(Referring expression pointing data)
- Opening Delimiter -

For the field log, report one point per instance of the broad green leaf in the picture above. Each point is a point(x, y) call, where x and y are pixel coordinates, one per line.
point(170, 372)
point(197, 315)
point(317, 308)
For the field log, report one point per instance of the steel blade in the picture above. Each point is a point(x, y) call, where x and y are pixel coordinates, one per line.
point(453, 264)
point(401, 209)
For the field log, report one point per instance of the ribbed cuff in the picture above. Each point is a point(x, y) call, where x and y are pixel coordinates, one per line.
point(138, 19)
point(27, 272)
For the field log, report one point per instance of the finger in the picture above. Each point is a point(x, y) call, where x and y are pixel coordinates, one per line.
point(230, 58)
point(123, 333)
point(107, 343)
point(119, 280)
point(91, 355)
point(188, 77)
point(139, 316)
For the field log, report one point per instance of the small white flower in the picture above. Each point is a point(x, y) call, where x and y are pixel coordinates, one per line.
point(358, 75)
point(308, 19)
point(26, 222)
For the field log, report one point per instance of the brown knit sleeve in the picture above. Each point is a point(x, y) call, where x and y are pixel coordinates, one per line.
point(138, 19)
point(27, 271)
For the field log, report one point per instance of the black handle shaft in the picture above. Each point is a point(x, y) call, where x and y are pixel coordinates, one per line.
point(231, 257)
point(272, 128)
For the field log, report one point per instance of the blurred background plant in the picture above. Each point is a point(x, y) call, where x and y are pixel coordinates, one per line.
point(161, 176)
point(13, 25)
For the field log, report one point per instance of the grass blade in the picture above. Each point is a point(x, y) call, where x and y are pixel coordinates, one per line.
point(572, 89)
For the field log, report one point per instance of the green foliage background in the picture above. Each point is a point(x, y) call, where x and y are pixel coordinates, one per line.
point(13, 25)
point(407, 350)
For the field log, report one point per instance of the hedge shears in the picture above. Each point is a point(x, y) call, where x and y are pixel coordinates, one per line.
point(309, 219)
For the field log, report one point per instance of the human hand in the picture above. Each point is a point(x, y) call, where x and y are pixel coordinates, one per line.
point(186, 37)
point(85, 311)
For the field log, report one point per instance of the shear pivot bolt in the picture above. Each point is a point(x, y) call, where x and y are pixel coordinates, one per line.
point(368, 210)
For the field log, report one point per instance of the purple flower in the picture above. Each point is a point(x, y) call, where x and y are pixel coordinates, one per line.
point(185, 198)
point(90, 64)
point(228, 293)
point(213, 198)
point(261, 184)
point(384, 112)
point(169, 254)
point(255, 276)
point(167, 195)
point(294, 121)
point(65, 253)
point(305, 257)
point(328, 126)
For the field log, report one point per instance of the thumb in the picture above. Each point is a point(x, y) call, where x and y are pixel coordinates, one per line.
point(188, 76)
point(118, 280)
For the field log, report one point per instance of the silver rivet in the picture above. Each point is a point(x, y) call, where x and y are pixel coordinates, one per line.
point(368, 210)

- Closing Delimiter -

Please transcribe exactly the line containing "of the thumb" and every line after it to the end of the data, and no other lines.

Written response.
For the field log, report one point per instance of the thumb in the picture above. Each point is a point(x, y) call, where x and y are pixel coordinates, one per line.
point(188, 76)
point(118, 280)
For the field log, report one point per instance of the silver rivet in the picture above. Each point is a point(x, y) call, where x and y are pixel coordinates, one per line.
point(368, 210)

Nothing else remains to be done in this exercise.